● **Document extract**
□ □ □ □ □ □ □

2. What are we going to talk about after the election? And the answer really brings me back to the point above. We need to keep talking about change, we need to stay engaged on the ground and in our communities. We need to ‘act like grownups’ and do our part to make this country and world better. This election will be won in huge part because of the phone calls, the blogs, the conversations, the door to door – the grassroots, community-based work that we have all done.

When this election is over, we will keep working, we’ll pay attention. We won’t just let government do whatever they want. We’ve tried that, going about our daily lives and figuring it was okay because we live in a democracy, and it didn’t work. Now, we’ll have a voice, we’ll use it and we’ll be heard.

Please VOTE!!! Every single vote counts. And, if you have neighbors that might need help going to the polls, please take them with you…we can only make this happen if we work together.

Join the discussion 6 Comments

  • Bella Casa says:

    My birthday is November 4th…and I was soooo disappointed when Hillary Clinton did not win the nomination…because I thought for sure, my birthday present this year would be our first woman president, I was so excited!

    After she lost, it took awhile to warm up to Barack Obama…but now I am not only on the Change Express, but I am one of his biggest cheerleaders as well.

    I have actually reflected alot about him becoming our first African American president and what that means for our great country…and have come to the conclusion that this is actually a much better outcome than having Hillary win, there’s just much more history and meaning and feelings with a President Obama and I for one, can’t wait!!!

    Happy early birthday to your little girl :) :)

    Found your blog from twitter!

    Bella :)

□ □ □ □ □ □ □

Can you reproduce the blog post word for word from "Join the discussion" to "was so excited!"? The material has nothing to do with the blog post above.

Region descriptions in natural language
□ □ □ □ □ □ □

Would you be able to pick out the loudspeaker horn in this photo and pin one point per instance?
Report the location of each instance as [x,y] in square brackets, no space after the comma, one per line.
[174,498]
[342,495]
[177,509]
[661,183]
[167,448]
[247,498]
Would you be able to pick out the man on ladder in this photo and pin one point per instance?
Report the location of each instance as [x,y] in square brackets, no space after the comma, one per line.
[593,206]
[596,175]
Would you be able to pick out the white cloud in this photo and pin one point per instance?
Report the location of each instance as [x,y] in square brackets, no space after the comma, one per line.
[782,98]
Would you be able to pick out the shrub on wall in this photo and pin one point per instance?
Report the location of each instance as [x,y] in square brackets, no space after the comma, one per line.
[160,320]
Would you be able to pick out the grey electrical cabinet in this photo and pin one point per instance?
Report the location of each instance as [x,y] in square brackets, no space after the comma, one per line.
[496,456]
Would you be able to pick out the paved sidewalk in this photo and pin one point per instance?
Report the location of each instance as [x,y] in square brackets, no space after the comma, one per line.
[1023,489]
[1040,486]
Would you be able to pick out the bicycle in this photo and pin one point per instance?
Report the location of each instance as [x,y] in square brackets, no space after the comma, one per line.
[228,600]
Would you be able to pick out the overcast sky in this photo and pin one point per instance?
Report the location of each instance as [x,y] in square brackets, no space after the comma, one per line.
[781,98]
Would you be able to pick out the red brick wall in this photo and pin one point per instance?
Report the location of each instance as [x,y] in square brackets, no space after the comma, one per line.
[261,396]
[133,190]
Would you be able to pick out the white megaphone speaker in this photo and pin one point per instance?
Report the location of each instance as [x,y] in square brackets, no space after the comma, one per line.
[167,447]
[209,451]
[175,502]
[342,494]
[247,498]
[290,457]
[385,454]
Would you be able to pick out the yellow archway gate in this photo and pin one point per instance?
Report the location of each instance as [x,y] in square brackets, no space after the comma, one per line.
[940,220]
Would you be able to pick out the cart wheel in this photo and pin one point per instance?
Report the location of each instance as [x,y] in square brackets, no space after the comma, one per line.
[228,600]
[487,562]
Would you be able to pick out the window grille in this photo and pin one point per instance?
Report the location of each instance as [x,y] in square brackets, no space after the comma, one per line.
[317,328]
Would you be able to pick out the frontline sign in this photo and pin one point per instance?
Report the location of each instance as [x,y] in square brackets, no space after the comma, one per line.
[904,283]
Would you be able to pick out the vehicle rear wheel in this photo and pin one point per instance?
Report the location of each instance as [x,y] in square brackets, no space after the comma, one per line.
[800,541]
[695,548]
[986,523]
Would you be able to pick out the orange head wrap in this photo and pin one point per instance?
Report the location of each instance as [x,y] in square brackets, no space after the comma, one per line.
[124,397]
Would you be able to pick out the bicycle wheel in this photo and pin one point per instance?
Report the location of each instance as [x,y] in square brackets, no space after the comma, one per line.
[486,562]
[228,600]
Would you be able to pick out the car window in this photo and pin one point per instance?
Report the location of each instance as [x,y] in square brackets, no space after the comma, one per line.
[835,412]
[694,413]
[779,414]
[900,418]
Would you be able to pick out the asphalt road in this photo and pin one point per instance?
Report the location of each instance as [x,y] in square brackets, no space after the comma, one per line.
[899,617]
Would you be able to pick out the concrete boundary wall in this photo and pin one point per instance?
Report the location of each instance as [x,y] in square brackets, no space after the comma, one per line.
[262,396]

□ □ □ □ □ □ □

● **Result below**
Join the discussion 6 Comments

  • Bella Casa says:

    My birthday is November 4th…and I was soooo disappointed when Hillary Clinton did not win the nomination…because I thought for sure, my birthday present this year would be our first woman president, I was so excited!